[Records of labeled points]
▬▬▬

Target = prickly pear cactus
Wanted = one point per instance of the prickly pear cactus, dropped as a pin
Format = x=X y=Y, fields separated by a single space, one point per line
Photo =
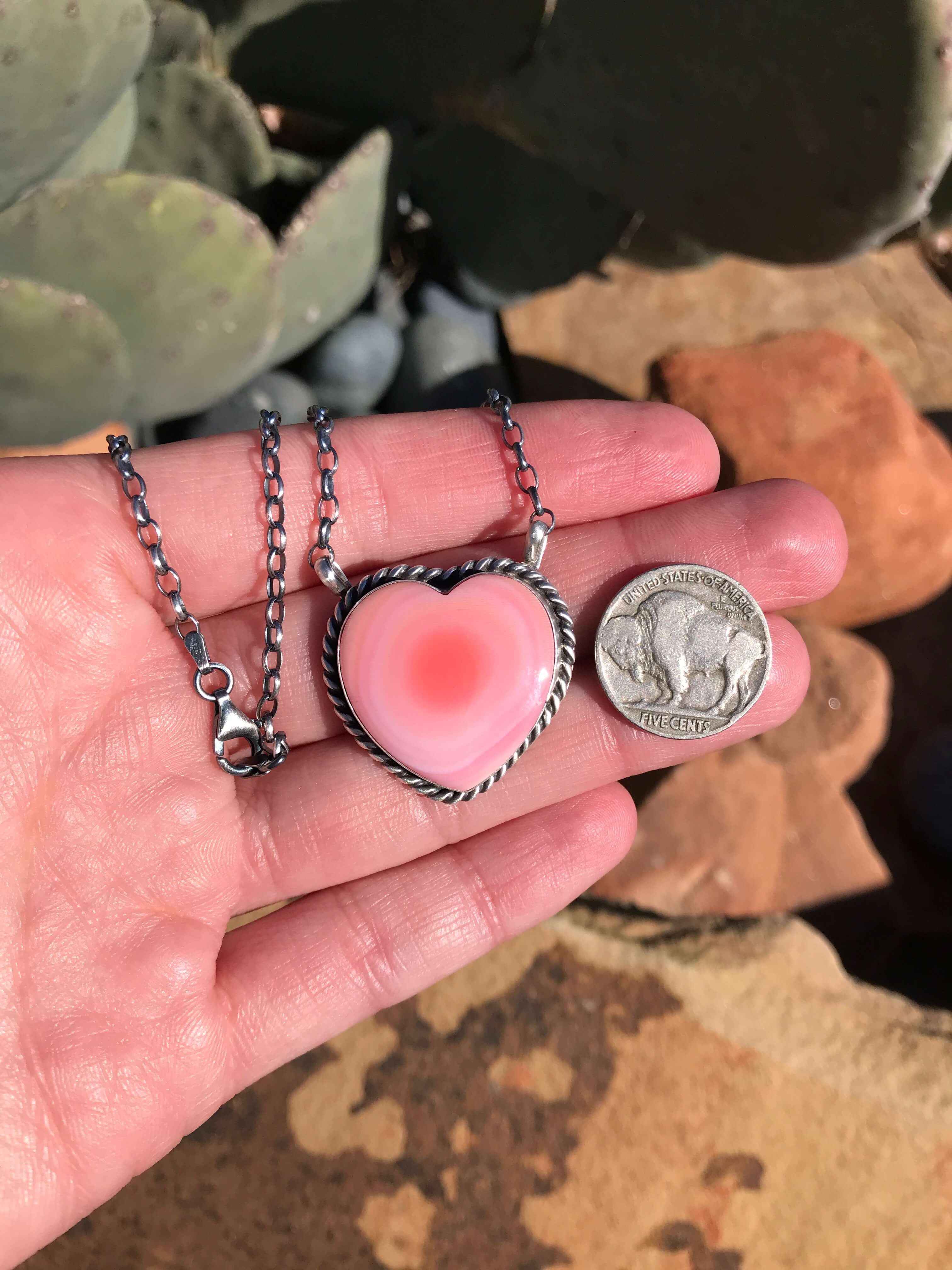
x=179 y=33
x=64 y=364
x=196 y=124
x=659 y=248
x=517 y=223
x=188 y=277
x=107 y=148
x=234 y=20
x=789 y=133
x=381 y=58
x=331 y=252
x=63 y=68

▬▬▬

Please recast every line of the items above as a Markdown table with the columns Row and Line. Leave out blank lines and the pictures.

-- TASK ANSWER --
| Row | Line |
|---|---|
| 1 | Target = prickly pear cactus |
| 2 | Wanted = one point per instance of the prickly pear cactus, dropped as a pin |
| 3 | Format = x=X y=Y, fields separated by a single space, one point per line |
| 4 | Photo = |
| 5 | x=179 y=33 |
| 6 | x=64 y=364 |
| 7 | x=196 y=124 |
| 8 | x=659 y=248 |
| 9 | x=517 y=223 |
| 10 | x=188 y=277 |
| 11 | x=107 y=148 |
| 12 | x=234 y=20 |
| 13 | x=789 y=133 |
| 14 | x=381 y=58 |
| 15 | x=331 y=252 |
| 16 | x=63 y=68 |